*EXERCISE AIM*: Please identify each line in the items below that contains the word "toilet" and copy those lines.

*MATERIAL FOR THE TASK*:
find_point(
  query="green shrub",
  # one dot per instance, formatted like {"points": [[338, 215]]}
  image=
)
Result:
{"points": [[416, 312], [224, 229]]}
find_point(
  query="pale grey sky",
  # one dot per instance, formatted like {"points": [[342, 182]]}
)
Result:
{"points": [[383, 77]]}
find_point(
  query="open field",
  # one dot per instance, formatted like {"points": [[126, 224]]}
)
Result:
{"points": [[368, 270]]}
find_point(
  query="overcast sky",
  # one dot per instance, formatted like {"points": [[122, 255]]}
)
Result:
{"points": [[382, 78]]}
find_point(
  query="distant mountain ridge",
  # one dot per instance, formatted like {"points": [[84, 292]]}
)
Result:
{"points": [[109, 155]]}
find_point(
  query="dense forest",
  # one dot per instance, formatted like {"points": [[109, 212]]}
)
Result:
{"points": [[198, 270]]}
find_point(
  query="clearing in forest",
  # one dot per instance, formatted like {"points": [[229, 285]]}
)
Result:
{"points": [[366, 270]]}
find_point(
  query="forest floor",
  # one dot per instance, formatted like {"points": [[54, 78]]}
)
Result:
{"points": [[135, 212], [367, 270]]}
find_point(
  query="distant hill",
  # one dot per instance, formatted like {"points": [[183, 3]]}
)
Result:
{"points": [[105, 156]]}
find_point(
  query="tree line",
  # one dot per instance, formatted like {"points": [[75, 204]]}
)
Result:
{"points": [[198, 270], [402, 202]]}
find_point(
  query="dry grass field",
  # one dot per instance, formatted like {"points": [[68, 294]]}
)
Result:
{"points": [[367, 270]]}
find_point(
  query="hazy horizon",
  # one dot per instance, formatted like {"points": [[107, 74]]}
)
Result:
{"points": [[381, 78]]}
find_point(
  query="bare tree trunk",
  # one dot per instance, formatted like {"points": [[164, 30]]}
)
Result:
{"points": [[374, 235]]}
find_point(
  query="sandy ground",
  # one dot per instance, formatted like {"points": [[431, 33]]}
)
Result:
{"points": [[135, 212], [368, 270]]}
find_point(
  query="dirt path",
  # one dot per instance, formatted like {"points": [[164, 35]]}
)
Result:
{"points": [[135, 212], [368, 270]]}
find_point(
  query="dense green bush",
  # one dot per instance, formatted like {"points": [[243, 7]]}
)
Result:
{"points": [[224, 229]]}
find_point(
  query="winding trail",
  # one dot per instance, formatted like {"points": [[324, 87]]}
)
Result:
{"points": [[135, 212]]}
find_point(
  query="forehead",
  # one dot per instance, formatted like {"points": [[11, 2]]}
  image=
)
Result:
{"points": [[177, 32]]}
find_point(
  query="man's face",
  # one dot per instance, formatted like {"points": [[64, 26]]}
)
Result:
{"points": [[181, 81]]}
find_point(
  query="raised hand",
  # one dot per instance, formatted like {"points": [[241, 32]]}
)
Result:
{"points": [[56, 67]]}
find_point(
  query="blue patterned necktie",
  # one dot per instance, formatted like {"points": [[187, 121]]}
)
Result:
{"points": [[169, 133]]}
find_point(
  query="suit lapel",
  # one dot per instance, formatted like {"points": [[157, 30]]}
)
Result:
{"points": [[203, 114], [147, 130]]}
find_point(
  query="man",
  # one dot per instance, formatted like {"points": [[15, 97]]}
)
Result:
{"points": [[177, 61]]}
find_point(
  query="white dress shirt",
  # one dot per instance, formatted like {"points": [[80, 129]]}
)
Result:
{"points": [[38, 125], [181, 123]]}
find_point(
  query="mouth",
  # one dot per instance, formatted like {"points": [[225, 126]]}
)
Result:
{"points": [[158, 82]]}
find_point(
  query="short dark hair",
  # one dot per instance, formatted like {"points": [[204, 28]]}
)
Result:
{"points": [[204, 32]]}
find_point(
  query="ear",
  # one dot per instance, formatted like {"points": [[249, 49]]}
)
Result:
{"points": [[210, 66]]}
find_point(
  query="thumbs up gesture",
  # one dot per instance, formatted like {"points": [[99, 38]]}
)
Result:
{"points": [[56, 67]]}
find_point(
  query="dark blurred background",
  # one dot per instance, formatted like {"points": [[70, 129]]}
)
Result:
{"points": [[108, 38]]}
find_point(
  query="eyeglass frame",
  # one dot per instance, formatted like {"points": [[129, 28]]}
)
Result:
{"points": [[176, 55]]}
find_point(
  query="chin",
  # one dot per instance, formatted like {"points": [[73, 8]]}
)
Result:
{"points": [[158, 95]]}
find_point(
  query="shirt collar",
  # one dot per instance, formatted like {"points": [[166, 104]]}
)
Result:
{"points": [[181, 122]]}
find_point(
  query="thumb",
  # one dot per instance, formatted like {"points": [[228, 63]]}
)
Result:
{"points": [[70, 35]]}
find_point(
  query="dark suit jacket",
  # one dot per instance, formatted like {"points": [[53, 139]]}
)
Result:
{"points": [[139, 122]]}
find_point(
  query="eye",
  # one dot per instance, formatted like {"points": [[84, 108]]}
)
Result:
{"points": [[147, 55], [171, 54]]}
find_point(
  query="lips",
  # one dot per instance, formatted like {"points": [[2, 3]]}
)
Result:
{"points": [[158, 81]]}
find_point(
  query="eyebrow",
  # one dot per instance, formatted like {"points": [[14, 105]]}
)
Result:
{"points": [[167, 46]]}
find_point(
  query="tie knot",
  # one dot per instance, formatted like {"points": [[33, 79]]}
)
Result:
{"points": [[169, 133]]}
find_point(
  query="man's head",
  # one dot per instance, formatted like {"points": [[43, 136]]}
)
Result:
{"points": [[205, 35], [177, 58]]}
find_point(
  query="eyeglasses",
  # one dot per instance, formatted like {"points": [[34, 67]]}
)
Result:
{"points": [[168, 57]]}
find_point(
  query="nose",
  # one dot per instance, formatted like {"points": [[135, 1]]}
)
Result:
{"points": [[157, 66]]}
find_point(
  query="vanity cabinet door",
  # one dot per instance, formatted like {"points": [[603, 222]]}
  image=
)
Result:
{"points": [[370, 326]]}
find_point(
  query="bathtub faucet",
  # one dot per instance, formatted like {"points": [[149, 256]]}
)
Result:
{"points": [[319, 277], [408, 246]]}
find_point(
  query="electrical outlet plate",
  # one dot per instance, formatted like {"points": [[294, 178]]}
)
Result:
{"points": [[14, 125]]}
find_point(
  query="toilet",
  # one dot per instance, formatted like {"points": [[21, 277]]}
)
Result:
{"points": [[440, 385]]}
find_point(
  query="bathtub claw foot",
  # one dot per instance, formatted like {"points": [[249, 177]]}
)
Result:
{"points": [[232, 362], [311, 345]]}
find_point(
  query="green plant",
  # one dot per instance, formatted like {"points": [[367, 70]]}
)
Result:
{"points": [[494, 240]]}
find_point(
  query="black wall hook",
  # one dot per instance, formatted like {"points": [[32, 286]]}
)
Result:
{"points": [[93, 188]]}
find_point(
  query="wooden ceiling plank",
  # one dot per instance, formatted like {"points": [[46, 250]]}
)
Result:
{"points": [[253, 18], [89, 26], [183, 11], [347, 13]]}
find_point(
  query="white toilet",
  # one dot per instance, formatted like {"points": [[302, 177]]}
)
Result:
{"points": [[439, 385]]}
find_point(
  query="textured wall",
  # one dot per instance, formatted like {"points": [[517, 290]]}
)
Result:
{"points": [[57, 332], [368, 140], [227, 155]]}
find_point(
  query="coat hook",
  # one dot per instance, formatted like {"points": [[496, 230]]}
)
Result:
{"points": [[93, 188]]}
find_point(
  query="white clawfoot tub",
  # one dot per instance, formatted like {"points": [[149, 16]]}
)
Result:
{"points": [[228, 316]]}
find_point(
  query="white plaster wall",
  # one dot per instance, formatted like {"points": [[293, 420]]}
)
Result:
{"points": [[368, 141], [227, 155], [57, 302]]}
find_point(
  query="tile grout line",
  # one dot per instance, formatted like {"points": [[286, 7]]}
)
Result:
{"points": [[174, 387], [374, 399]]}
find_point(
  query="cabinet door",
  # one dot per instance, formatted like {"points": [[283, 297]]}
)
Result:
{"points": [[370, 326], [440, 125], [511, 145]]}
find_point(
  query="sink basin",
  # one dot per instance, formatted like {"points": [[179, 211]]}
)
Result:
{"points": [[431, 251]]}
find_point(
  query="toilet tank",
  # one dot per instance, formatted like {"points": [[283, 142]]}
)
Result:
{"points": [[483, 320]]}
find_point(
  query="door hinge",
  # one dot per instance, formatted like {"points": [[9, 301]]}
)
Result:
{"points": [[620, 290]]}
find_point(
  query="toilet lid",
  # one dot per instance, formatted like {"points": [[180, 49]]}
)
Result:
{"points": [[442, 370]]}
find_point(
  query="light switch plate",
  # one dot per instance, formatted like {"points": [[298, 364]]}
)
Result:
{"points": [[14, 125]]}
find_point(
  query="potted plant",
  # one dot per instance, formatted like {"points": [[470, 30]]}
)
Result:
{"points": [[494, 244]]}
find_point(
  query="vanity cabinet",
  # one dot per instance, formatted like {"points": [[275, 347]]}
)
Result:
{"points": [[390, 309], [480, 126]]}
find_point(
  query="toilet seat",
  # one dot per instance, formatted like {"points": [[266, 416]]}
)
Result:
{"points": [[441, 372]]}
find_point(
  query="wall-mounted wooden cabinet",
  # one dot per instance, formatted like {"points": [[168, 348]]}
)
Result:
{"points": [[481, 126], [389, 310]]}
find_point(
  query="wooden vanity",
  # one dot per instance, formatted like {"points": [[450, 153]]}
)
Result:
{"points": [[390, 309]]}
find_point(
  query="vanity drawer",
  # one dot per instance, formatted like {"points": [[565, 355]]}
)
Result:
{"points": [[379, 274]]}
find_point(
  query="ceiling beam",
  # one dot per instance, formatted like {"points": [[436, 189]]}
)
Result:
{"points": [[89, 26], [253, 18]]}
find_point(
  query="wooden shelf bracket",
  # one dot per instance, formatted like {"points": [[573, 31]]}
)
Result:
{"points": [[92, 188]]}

*EXERCISE RESULT*:
  query="toilet",
  query="white toilet",
  query="toilet tank",
  query="toilet lid",
  query="toilet seat",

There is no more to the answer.